WHAT TO PRODUCE
Every entry should be transcribed word for word, so that nothing is missing.

DATA SUPPLIED
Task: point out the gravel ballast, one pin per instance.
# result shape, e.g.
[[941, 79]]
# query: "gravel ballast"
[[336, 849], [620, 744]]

EXERCISE RESULT
Task: point out the gravel ballast, one pin per instance.
# result shape, e.g.
[[941, 79]]
# query: "gravel ballast"
[[336, 849], [620, 744]]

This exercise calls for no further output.